Listed entries –
━━━━━━
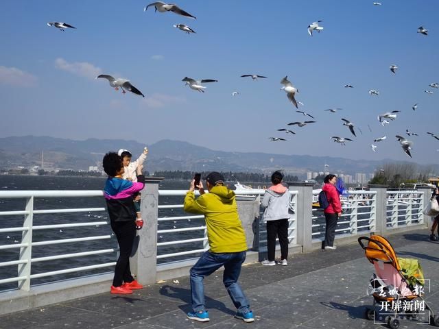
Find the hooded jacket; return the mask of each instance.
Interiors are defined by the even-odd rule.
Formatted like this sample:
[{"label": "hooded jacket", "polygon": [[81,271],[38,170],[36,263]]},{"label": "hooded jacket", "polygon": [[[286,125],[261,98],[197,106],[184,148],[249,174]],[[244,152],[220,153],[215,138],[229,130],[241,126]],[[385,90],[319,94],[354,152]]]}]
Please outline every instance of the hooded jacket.
[{"label": "hooded jacket", "polygon": [[265,191],[261,206],[264,208],[263,219],[276,221],[289,218],[288,212],[291,194],[289,191],[282,185],[274,185]]},{"label": "hooded jacket", "polygon": [[186,193],[185,211],[204,215],[207,239],[213,253],[241,252],[247,250],[246,234],[238,215],[235,192],[226,186],[213,186],[209,193],[195,198]]},{"label": "hooded jacket", "polygon": [[327,199],[329,203],[328,208],[323,210],[327,214],[337,214],[342,212],[340,195],[332,184],[325,183],[322,190],[327,193]]}]

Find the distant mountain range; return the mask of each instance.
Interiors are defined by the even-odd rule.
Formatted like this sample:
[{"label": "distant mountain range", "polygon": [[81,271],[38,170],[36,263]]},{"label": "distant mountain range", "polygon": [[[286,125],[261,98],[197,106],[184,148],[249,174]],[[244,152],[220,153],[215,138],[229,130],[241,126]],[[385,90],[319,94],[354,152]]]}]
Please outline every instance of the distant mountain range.
[{"label": "distant mountain range", "polygon": [[[89,138],[73,141],[48,136],[26,136],[0,138],[0,167],[16,168],[40,166],[43,152],[45,169],[88,170],[89,166],[100,167],[104,154],[119,148],[130,150],[135,159],[145,145],[134,141]],[[147,145],[150,150],[145,168],[156,170],[207,171],[267,172],[282,169],[303,177],[307,171],[322,171],[325,163],[335,173],[354,174],[372,173],[384,162],[344,158],[272,154],[265,153],[228,152],[178,141],[163,140]],[[426,167],[426,166],[421,166]],[[438,171],[439,166],[431,164]]]}]

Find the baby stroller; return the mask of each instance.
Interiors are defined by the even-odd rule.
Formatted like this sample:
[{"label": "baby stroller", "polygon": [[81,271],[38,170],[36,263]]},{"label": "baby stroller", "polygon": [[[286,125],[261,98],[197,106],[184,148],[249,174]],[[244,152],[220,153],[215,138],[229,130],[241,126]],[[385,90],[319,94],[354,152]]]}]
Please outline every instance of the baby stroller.
[{"label": "baby stroller", "polygon": [[379,235],[361,236],[358,243],[376,272],[368,289],[374,302],[366,309],[366,318],[397,329],[400,319],[419,321],[427,315],[430,324],[439,326],[439,316],[422,297],[424,278],[418,260],[397,258],[390,243]]}]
━━━━━━
Goal of the exercise –
Rename "mask" to "shape" throughout the lines above, keeping everything else the same, and leave out the pictures.

Correct answer –
Find the hooded jacket; return the shape of each instance.
Interiors are defined by the even-odd rule.
Formatted like this sample:
[{"label": "hooded jacket", "polygon": [[81,271],[38,170],[36,263]]},{"label": "hooded jacket", "polygon": [[[286,125],[261,98],[197,106],[184,148],[249,174]],[[244,152],[220,153],[215,138],[229,130],[241,126]],[[385,90],[319,94],[354,152]]]}]
Please outline every instance of the hooded jacket.
[{"label": "hooded jacket", "polygon": [[265,191],[261,206],[264,208],[263,219],[276,221],[289,218],[288,212],[291,194],[289,191],[282,185],[274,185]]},{"label": "hooded jacket", "polygon": [[186,193],[185,211],[204,215],[207,239],[213,253],[241,252],[247,250],[246,234],[238,215],[235,192],[226,186],[213,186],[209,193],[195,198]]},{"label": "hooded jacket", "polygon": [[327,199],[329,203],[328,208],[323,210],[327,214],[337,214],[342,212],[340,195],[332,184],[325,183],[322,190],[327,193]]}]

Find the distant mountain range; return the shape of each instance.
Interiors are defined by the even-odd rule.
Formatted like this sample:
[{"label": "distant mountain range", "polygon": [[81,271],[38,170],[36,263]]},{"label": "distant mountain range", "polygon": [[[286,125],[261,98],[197,106],[184,148],[249,174]],[[244,152],[220,153],[215,138],[229,130],[241,126]],[[385,90],[319,94],[354,152]]]}]
Please outline every instance of the distant mountain range.
[{"label": "distant mountain range", "polygon": [[[89,138],[73,141],[48,136],[26,136],[0,138],[0,167],[16,168],[40,166],[43,152],[45,169],[88,170],[89,166],[100,167],[104,154],[119,148],[130,150],[135,159],[145,145],[134,141]],[[147,145],[150,150],[145,168],[156,170],[207,171],[267,172],[282,169],[303,177],[307,171],[322,171],[325,163],[335,173],[354,174],[372,173],[384,162],[344,158],[272,154],[265,153],[228,152],[178,141],[163,140]],[[426,167],[426,166],[421,166]],[[438,171],[439,166],[431,164]]]}]

Find the baby stroller; return the shape of each instance.
Interiors are defined by the even-odd rule.
Formatted like this sample:
[{"label": "baby stroller", "polygon": [[81,271],[38,170],[36,263]]},{"label": "baby stroller", "polygon": [[[286,125],[261,98],[197,106],[184,148],[249,174]],[[244,152],[220,153],[215,138],[229,130],[241,126]],[[385,90],[319,94],[354,152]]]}]
Please outline every instance of the baby stroller.
[{"label": "baby stroller", "polygon": [[379,235],[361,236],[358,243],[376,272],[368,289],[374,302],[366,309],[366,318],[397,329],[400,319],[419,321],[427,315],[430,324],[439,326],[439,316],[422,297],[424,278],[418,260],[397,258],[390,243]]}]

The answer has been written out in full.